- EXERCISE PROMPT -
Retype the lines of the records between the line holding "This quickstart shows" and the line holding "63 L 16 105", inclusive, leaving out the pictures.

- DATA FOR THE TASK -
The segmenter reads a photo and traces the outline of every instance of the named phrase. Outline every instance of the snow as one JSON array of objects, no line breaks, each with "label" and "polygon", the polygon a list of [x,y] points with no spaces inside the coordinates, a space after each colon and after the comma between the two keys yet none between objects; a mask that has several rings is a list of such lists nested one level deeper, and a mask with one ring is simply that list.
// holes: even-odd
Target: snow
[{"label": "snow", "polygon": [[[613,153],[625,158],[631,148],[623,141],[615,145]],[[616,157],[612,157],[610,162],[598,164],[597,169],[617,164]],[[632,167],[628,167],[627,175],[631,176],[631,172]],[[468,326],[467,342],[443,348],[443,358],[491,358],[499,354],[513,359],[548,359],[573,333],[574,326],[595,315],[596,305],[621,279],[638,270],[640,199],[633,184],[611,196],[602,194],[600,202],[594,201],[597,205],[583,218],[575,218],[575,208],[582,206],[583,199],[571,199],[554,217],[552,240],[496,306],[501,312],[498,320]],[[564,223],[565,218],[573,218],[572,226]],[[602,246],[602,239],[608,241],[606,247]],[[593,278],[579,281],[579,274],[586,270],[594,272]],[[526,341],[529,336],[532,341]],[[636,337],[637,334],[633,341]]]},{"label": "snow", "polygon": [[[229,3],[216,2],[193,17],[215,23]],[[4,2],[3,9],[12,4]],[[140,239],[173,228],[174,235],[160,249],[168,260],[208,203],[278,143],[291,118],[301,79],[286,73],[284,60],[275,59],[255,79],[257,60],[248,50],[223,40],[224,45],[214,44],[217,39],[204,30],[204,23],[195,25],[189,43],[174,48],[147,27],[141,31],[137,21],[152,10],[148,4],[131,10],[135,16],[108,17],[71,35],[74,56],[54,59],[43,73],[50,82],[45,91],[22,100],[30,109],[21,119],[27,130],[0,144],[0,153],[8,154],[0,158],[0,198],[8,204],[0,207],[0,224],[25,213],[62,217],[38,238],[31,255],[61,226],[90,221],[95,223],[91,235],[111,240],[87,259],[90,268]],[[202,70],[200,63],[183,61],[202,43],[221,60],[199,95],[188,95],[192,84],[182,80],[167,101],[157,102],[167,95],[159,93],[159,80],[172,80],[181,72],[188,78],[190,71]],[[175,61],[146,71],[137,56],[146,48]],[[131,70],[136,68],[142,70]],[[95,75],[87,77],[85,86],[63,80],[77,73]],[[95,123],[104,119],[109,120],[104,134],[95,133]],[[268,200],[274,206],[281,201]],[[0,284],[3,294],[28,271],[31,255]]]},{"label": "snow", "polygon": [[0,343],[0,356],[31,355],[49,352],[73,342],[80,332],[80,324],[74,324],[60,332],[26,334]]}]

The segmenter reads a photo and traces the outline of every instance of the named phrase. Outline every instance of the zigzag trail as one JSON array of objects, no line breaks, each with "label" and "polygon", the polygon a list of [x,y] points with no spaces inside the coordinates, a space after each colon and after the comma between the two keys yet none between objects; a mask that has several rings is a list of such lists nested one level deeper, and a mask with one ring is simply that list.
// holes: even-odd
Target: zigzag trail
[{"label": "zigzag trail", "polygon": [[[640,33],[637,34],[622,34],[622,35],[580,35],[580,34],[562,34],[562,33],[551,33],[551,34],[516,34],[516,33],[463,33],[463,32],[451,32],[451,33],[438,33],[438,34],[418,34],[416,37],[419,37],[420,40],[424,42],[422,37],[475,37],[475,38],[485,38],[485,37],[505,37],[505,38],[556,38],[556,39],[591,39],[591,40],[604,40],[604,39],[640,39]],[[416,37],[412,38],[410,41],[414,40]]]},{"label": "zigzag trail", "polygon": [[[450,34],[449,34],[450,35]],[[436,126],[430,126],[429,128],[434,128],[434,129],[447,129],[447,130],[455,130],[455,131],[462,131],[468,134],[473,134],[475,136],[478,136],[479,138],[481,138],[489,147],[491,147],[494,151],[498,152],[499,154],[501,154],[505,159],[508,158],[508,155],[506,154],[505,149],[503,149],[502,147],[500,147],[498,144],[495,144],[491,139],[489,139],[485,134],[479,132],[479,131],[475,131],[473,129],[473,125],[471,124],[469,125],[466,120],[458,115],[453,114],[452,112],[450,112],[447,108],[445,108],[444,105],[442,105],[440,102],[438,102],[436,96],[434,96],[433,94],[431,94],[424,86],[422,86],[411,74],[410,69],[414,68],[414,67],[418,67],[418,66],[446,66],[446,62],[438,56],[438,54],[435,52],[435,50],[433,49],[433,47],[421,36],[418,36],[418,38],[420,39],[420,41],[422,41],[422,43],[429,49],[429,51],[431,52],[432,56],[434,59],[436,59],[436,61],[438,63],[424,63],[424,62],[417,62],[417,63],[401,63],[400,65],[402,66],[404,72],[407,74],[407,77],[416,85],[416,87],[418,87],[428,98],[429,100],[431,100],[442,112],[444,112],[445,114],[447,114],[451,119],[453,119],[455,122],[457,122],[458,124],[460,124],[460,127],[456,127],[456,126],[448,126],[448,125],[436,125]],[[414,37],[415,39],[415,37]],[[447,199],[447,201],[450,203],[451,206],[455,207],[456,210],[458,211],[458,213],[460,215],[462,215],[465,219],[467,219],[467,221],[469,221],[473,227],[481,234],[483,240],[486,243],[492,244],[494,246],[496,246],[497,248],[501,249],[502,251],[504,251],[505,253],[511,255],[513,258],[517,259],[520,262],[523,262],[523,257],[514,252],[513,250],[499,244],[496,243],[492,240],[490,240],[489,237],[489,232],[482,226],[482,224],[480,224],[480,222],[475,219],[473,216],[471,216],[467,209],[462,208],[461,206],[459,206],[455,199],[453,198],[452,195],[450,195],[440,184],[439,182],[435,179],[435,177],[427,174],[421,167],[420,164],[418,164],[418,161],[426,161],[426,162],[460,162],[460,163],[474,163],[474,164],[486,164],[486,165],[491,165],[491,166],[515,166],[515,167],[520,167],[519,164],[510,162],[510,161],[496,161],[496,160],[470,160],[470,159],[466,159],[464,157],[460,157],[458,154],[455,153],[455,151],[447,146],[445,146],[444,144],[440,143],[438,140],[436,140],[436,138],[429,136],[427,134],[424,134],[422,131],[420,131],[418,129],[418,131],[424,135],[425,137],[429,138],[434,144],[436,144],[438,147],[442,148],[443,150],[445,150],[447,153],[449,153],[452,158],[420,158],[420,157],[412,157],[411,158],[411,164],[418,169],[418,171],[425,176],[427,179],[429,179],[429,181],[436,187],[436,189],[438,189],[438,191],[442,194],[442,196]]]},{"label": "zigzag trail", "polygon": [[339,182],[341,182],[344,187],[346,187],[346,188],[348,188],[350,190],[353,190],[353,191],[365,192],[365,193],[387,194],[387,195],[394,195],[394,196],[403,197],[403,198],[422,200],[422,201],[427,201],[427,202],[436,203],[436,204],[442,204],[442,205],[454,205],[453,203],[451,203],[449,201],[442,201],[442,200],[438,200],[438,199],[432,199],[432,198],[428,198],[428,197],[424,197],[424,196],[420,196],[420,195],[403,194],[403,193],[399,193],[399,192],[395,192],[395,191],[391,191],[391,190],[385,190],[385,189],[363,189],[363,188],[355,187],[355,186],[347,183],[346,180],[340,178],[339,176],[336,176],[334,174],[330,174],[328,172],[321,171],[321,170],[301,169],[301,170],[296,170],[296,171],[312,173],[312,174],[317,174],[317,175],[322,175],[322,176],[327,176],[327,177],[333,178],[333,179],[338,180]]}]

* * *

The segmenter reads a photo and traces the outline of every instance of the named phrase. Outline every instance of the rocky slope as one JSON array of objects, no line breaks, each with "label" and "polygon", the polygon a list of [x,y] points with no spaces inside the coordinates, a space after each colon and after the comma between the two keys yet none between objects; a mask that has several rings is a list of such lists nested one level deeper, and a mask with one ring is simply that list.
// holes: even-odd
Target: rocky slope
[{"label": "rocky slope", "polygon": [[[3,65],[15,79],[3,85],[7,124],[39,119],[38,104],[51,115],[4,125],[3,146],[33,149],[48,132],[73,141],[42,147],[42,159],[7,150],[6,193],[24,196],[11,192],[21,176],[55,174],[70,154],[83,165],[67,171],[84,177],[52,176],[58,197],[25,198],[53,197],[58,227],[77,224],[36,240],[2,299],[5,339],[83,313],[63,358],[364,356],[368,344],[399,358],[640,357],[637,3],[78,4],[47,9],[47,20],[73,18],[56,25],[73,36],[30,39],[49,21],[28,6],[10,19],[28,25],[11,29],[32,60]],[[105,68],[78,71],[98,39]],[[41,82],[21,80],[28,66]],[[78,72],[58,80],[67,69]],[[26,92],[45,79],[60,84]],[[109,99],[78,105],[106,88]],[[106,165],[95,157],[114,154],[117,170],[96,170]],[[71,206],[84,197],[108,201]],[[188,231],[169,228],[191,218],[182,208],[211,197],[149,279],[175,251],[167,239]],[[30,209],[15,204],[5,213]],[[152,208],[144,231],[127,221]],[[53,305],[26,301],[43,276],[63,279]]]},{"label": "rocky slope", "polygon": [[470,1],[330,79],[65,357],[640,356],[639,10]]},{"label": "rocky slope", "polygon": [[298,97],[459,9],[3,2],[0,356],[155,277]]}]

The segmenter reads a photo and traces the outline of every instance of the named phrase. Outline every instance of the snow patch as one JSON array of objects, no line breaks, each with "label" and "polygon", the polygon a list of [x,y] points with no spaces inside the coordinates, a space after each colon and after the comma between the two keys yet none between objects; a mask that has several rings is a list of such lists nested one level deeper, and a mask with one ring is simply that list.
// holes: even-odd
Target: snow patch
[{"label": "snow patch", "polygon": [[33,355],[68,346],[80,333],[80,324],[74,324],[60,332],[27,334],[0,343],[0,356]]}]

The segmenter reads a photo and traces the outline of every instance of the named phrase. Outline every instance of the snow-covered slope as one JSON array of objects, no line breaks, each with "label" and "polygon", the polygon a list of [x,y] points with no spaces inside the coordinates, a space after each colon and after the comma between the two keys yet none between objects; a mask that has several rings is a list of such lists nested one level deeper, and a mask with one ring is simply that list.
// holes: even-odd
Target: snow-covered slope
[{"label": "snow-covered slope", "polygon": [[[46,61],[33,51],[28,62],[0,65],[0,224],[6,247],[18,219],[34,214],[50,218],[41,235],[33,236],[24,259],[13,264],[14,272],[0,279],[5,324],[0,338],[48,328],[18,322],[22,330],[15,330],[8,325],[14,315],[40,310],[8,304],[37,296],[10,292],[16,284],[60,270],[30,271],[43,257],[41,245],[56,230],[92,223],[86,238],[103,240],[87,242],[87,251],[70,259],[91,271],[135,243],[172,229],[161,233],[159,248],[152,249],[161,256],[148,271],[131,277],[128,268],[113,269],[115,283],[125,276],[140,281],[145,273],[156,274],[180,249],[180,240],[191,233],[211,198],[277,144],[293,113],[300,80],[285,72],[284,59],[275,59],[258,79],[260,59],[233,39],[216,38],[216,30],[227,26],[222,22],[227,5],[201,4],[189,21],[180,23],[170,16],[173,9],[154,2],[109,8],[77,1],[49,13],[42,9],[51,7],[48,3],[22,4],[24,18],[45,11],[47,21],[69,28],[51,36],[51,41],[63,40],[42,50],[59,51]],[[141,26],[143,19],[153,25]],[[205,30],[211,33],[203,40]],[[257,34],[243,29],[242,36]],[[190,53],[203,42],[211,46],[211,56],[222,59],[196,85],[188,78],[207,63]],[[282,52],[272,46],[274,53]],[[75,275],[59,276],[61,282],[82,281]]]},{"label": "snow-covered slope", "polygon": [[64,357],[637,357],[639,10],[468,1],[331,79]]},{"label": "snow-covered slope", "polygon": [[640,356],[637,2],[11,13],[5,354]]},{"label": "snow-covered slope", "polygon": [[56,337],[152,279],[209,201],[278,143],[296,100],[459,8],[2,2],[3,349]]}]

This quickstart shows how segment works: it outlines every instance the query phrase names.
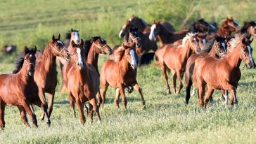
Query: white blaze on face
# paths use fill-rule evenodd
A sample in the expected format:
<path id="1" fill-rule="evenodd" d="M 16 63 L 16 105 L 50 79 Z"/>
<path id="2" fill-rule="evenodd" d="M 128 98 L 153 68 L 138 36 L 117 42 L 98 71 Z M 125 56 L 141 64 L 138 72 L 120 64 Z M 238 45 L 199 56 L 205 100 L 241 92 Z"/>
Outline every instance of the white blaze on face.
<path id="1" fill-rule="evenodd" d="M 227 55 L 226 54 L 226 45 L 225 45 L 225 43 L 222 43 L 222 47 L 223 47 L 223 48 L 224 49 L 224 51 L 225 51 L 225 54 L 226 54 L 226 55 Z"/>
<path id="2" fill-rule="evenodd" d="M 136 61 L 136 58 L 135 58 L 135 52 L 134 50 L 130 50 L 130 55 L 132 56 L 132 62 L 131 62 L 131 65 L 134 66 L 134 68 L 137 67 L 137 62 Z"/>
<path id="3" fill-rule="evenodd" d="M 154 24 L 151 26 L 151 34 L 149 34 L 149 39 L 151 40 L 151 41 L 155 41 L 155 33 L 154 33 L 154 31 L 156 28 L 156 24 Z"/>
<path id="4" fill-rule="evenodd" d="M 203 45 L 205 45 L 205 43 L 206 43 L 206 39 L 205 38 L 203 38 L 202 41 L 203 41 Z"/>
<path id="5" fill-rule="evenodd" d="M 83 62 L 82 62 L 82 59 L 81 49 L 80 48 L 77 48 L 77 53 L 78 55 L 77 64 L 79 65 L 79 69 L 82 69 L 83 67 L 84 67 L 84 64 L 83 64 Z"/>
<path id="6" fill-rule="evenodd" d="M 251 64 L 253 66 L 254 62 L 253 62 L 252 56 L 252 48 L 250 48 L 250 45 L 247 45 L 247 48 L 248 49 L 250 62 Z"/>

- CORRECT ANSWER -
This quickstart shows how segment works: it outlines every instance the query phrase names.
Query: white blaze on face
# paths use fill-rule evenodd
A sample in the expected format:
<path id="1" fill-rule="evenodd" d="M 16 63 L 16 105 L 50 79 Z"/>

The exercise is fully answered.